- _DIRECTIONS FOR THIS TASK_: Continue the essay on UK ministerial responsibility to Parliament, picking up after its last sentence.

UK Ministerial Responsibility to Parliament

Table of contents

Introduction

Herbert Morrison’s comments represent an ideal of Ministerial Responsibility which his political heirs and descendants have, in truth, abandoned to a large degree. In part this reflects new political realities and a change in the behaviour of politicians who strive to protect individual reputation at the expense of what was once a sacred principle of Government.

The responsibility to which Herbert Morrison alludes to arises often in the context of when a minister should resign which has undergone some marked transformations over the years as the apparatus of Whitehall has exploded and powers have been invested in individual ministers: non-departmental bodies, public corporations and other agencies such as quangos now complement ever-growing departments.

- _RECORDS SUPPLIED_:
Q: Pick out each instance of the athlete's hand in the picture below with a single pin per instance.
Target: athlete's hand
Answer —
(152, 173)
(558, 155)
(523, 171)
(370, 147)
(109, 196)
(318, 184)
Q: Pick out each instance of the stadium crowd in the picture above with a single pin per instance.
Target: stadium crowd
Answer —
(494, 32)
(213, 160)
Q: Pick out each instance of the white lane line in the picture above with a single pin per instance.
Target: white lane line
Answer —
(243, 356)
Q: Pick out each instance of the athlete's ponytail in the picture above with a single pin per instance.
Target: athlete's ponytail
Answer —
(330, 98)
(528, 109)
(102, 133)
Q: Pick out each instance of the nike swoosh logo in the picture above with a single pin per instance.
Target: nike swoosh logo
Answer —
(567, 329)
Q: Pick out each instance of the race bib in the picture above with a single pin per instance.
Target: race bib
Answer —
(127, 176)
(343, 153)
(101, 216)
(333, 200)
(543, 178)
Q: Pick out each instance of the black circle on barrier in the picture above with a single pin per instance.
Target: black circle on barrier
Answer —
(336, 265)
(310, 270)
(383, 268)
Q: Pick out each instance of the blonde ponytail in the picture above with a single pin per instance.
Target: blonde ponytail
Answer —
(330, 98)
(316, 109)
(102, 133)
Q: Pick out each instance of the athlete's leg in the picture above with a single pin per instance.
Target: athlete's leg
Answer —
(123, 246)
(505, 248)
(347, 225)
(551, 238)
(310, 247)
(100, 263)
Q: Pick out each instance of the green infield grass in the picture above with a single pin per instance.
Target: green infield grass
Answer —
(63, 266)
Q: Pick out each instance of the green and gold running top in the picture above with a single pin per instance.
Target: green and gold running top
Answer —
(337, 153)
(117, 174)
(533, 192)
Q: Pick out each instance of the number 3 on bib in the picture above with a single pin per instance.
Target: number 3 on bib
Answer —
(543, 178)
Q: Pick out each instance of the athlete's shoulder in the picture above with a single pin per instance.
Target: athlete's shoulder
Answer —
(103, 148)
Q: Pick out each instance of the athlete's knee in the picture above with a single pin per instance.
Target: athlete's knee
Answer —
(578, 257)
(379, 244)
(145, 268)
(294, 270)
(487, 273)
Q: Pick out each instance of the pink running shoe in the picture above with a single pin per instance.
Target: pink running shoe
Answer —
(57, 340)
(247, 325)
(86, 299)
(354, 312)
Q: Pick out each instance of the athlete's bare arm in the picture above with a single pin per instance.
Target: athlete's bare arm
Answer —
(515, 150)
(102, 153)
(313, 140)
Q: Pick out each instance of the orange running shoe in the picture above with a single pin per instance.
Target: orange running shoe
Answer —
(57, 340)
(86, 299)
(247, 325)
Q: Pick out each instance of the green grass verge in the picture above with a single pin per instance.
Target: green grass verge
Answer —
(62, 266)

- _ANSWER TO THE EXERCISE_:
As Diane Longley & Norman Lewis observe the roots of the principle stretch far back before Morrison’s time to the days of Dicey where the liability to loss of office was extended to “all official acts” which invariably covered departmental maladministration to more serious matters. The principle, as a means of holding the executive branch of the government to account, has been justifiably described as “hollow”, a “ruling fiction” and leading constitutional scholars have called for reform in this area as far back as the year 2000.

Even back in 1956 Professor Finer cast doubt upon its very existence in the wake of the Crichel Down affair. No such reform or replacement has ever arrived, however, and despite notable episodes such as the Hutton inquiry, the cash for questions probes and the recent expenses scandal in Westminster no alternative theory or principle has surfaced. The operation of the principle has also been seen as not aiding government accountability but hindering it by many commentators:

“Many students of public administration, including the authors, have long taken the view that ministerial responsibility/accountability (M.R.) as the ruling convention for calling the executive to account is hollow. Indeed, operating at its most pernicious, it is a system for the mutually-reinforcing active concealment of government action and public purposes.”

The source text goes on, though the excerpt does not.